■ SET TASK ■
Return every one of the items below word for word, leaving each line unchanged.

>> start ENTRIES SUPPLIED

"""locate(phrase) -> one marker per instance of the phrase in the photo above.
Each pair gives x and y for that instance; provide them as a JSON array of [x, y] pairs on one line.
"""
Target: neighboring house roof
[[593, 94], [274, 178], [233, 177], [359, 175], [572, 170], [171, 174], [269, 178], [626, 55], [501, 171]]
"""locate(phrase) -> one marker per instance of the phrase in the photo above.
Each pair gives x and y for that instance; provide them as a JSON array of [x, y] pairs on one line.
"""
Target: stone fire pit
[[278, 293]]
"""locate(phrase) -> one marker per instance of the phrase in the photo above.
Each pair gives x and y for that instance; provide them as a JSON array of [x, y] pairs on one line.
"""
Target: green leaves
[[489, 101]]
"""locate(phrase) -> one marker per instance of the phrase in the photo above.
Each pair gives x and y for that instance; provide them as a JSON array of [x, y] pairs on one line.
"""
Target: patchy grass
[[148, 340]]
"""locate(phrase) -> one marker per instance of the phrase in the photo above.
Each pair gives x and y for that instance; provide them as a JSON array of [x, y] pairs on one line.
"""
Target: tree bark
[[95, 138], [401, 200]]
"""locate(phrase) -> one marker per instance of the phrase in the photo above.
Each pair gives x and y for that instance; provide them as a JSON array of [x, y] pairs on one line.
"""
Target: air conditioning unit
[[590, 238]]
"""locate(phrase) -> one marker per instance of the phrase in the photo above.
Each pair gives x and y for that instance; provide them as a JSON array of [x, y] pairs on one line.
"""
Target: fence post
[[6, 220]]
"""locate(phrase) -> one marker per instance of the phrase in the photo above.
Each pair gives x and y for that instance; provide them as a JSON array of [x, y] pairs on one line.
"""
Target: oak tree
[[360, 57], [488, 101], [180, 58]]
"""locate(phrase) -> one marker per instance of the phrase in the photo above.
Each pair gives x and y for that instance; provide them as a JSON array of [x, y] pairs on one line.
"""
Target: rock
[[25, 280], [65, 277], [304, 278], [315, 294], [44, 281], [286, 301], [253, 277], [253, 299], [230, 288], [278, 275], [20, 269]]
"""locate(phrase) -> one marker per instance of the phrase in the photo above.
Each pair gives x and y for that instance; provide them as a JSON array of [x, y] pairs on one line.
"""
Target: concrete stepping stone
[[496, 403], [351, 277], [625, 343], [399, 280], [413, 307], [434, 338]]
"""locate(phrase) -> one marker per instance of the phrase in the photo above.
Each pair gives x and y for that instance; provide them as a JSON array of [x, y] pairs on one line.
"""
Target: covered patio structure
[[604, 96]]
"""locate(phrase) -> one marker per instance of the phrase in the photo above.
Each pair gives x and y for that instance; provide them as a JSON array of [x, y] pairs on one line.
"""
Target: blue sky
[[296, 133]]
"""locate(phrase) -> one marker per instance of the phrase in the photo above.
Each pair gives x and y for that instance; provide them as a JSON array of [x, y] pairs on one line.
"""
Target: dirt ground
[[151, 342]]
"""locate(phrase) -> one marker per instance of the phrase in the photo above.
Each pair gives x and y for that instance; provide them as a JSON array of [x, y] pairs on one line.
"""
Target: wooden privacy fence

>> end ENTRIES SUPPLIED

■ EXERCISE SOLUTION ■
"""locate(phrase) -> one marker per instance of the phrase in the photo above.
Each pair gives x and y for that instance; provide them as a JSON array of [x, y] pairs on one line.
"""
Target: neighboring house roof
[[593, 94], [274, 178], [233, 177], [359, 175], [572, 170], [171, 174], [269, 178], [626, 55], [501, 171]]
"""locate(phrase) -> one marker per instance of the phrase in the photo above.
Each pair gives x and y for that instance; provide them as a JSON array of [x, y] pairs on one line.
"""
Target: stone fire pit
[[278, 293]]
"""locate(phrase) -> one marker per instance of the phrase in the photo above.
Each pair gives x and y for that instance; provide them as a JSON array of [x, y] pairs on one line.
"""
Target: green leaves
[[489, 101]]
"""locate(phrase) -> one marker per instance of the phrase in the photo above.
Each pair gives x and y for that instance; provide them as a JSON array of [x, y] pairs on one line.
"""
Target: patchy grass
[[148, 340]]
"""locate(phrase) -> one marker per instance of the phrase in the photo above.
Each pair gives x and y for that instance; provide them as a JSON array of [x, y] pairs on one line.
"""
Target: tree bark
[[95, 138], [401, 200]]
"""locate(phrase) -> one marker per instance of the phrase in the photo above.
Each pair gives x and y for that instance; provide them as a JSON array of [x, y] pairs on one line.
"""
Target: air conditioning unit
[[590, 238]]
"""locate(phrase) -> one marker per instance of the phrase in the photo above.
Each pair gives x and y for that instance; provide them as a JSON array of [x, y] pairs on one line.
"""
Target: fence post
[[6, 220]]
"""locate(phrase) -> one marker per instance of the phrase in the photo above.
Each pair gives x and y for that instance; provide them as a JSON array of [x, y] pairs on one line.
"""
Target: oak tree
[[360, 57], [488, 101], [180, 58]]
"""locate(phrase) -> one marker per instance of the phrase in the photo above.
Each pair gives x and y for that instance; provide them as a JSON array of [x, y] pairs on one line.
"""
Target: rock
[[25, 280], [65, 277], [304, 278], [315, 294], [44, 281], [286, 301], [253, 277], [253, 299], [230, 288], [278, 275], [20, 269]]
"""locate(phrase) -> one marker per instance of the phrase in the photo above.
Each pair gives x and y for that instance; provide them as a JSON array of [x, y] pairs on one line.
"""
Target: concrete stepping stone
[[496, 403], [351, 277], [625, 343], [399, 280], [413, 307], [434, 338]]
"""locate(phrase) -> one marker per instance of the phrase in the photo above.
Each pair gives x and y for that instance; provide them as a JSON array of [x, y] pairs on one line.
"""
Target: covered patio structure
[[604, 96]]
"""locate(phrase) -> one marker per instance of the phrase in the photo above.
Each pair gives x and y for that instance; provide them as a JSON array of [x, y] pairs on one line.
"""
Target: blue sky
[[296, 133]]
"""locate(phrase) -> one marker per instance of the phrase in the photo above.
Each pair gives x and y for that instance; provide them as a JSON array of [x, y] pairs on one line.
"""
Target: dirt ground
[[151, 342]]
"""locate(phrase) -> one marker per instance of the phrase in the photo above.
Each pair gives x and y for that instance; provide them as a JSON array of [x, y] pairs on one line.
"""
Target: wooden privacy fence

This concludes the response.